YOUR INSTRUCTIONS:
Transcribe exactly the lines from the one containing "Could you please point to the heron's neck" through the end of the entries, including both the first and the last, and nothing else.

(Natural language region descriptions)
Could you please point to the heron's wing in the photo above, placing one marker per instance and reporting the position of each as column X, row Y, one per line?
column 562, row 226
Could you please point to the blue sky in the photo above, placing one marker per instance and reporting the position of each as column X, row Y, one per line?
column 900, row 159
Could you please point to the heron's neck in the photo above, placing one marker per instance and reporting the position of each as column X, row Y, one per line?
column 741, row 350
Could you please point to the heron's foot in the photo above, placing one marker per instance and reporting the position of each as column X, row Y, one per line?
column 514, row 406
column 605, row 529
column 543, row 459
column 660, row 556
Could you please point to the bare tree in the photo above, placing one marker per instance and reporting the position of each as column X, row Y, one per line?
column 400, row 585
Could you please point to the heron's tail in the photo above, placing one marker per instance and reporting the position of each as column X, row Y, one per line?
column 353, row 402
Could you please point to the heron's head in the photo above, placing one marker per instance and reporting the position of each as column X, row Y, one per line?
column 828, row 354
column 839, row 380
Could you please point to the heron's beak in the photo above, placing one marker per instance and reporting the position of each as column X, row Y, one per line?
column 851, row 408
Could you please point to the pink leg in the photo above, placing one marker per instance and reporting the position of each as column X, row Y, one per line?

EXPECTED ANSWER:
Could you please point to the heron's neck in the photo above, placing one marker per instance and reporting the position of each as column X, row Y, one per line?
column 741, row 350
Could you please point to the heron's foot in the photo above, placing one marker per instance and reporting the position of each as column X, row Y, one per line?
column 514, row 406
column 605, row 529
column 543, row 459
column 660, row 556
Could you please point to the bare tree in the photo above, placing one marker per instance and reporting the position of each as column X, row Y, one per line?
column 400, row 585
Could you please point to the heron's tail in the photo above, placing one marker per instance and reporting the position of each as column X, row Y, one per line?
column 353, row 402
Could you please point to the heron's head in the photo above, placing one marker per instance and reporting the position of each as column X, row Y, one per line?
column 828, row 354
column 839, row 380
Could you please point to the heron's beak in the photo above, placing one marker per instance and reporting the position of each as column X, row Y, one per line?
column 851, row 408
Could you please point to the pink leg in the photo above, placing one marker per instance and reporting the position of each as column X, row Y, one per line?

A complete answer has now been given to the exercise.